- Extracted information:
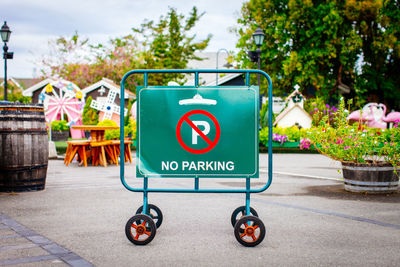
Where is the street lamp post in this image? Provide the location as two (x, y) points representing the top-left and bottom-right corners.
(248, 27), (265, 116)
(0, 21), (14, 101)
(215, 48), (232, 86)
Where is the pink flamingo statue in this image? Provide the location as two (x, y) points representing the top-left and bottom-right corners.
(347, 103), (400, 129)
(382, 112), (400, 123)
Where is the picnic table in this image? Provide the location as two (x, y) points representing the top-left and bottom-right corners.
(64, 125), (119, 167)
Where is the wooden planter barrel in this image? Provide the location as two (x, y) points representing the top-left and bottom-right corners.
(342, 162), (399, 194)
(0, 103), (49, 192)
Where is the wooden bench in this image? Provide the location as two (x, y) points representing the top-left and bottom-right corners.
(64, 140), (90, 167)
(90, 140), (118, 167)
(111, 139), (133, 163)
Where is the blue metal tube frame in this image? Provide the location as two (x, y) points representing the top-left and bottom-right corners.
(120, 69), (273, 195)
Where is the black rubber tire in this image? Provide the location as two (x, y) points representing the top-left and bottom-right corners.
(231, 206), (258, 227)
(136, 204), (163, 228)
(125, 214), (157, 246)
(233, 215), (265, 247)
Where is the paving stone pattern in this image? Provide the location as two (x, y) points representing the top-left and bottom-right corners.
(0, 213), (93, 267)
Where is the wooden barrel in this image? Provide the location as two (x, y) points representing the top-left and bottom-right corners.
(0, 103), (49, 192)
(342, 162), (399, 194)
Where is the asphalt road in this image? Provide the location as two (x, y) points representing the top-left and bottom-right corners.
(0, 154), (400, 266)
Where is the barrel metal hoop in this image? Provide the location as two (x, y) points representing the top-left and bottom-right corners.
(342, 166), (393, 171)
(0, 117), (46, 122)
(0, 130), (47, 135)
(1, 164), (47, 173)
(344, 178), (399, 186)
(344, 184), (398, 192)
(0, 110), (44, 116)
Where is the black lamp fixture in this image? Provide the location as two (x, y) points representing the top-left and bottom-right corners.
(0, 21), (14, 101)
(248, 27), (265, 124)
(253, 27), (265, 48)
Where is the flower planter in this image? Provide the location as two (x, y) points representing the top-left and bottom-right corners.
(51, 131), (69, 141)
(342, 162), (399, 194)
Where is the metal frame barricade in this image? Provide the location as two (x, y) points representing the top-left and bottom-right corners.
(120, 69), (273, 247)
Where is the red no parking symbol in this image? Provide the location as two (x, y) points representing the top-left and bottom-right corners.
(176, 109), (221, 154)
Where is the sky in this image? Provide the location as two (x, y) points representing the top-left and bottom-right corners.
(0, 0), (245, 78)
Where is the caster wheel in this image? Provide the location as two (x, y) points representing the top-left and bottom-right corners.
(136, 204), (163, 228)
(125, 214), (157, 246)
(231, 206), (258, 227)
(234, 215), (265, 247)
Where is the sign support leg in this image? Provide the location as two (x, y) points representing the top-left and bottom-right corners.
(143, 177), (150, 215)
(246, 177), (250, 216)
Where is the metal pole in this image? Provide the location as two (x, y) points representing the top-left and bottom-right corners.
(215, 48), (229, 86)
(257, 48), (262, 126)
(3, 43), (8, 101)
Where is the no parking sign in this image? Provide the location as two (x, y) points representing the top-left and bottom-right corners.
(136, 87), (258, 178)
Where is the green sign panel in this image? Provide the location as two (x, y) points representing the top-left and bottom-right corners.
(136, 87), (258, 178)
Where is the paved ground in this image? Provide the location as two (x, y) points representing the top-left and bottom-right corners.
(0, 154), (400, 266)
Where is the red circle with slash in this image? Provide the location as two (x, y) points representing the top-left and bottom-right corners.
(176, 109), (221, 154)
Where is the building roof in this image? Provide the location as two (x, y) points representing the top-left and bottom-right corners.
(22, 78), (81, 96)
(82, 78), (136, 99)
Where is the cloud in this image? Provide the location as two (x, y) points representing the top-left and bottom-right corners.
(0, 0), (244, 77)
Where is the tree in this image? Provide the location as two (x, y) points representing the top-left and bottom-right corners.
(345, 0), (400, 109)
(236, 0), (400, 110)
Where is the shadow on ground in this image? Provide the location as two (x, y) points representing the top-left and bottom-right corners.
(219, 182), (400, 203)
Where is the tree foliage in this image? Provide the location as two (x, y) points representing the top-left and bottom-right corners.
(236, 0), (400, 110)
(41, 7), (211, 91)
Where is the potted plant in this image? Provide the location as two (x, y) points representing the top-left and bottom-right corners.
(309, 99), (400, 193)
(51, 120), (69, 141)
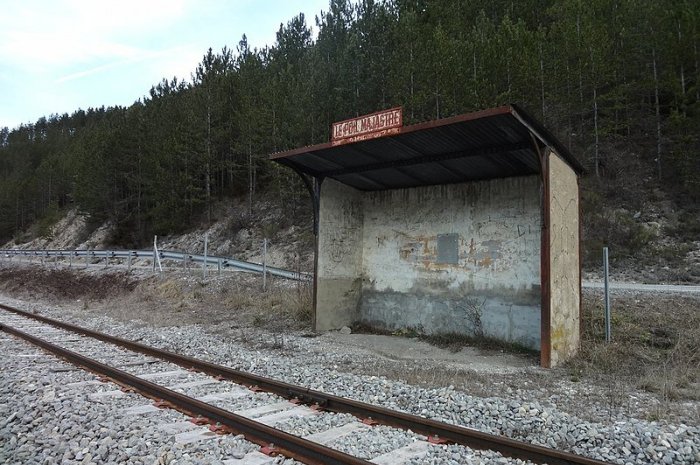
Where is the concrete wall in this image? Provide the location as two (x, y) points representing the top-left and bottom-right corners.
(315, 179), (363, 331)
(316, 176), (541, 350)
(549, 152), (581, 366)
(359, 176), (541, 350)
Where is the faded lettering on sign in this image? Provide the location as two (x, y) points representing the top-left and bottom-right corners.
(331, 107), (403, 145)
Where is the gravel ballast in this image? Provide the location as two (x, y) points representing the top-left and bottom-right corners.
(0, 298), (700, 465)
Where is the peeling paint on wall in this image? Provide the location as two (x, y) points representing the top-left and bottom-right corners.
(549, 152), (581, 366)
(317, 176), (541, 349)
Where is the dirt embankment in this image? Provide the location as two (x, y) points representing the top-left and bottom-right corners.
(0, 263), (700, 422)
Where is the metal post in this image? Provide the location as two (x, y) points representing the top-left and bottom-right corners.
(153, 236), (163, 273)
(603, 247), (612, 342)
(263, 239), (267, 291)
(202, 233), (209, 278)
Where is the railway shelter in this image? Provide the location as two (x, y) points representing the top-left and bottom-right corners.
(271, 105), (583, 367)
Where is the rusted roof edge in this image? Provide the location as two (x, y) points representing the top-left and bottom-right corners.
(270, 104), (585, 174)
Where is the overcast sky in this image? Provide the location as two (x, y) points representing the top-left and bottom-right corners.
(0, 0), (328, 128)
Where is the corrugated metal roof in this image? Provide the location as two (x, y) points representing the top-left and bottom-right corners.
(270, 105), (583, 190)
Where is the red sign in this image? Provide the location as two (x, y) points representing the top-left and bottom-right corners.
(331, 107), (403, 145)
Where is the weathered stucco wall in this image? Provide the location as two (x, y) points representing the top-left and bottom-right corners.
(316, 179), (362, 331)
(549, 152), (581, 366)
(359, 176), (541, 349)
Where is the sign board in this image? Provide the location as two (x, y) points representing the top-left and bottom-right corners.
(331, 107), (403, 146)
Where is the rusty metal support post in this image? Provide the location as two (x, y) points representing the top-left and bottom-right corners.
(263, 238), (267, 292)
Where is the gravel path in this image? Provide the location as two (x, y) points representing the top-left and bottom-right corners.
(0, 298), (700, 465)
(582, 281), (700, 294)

- Task details: Rewrite the data that opens with the line containing "Where is the paving" and closes with the line containing "(0, 110), (44, 116)", changing "asphalt" to "concrete" and leaving everything else as it stands.

- The reply:
Where is the paving stone pattern in this image? Provide the location as two (x, y) points representing the top-left and bottom-right corners.
(0, 213), (93, 267)
Where is the wooden barrel in this image? Provide the location as two (x, y) points representing the top-left and bottom-right corners.
(0, 103), (49, 192)
(342, 162), (399, 194)
Where is the concrete road in this image? Provide the location as two (x, y) points representing the top-left and bottom-right corners.
(0, 154), (400, 266)
Where is the barrel metal hoop in this image? Provide the location as two (x, y) points representing the top-left and bottom-right corners.
(342, 166), (393, 171)
(0, 117), (46, 122)
(0, 130), (47, 135)
(1, 164), (47, 173)
(344, 178), (399, 186)
(344, 184), (398, 192)
(0, 110), (44, 116)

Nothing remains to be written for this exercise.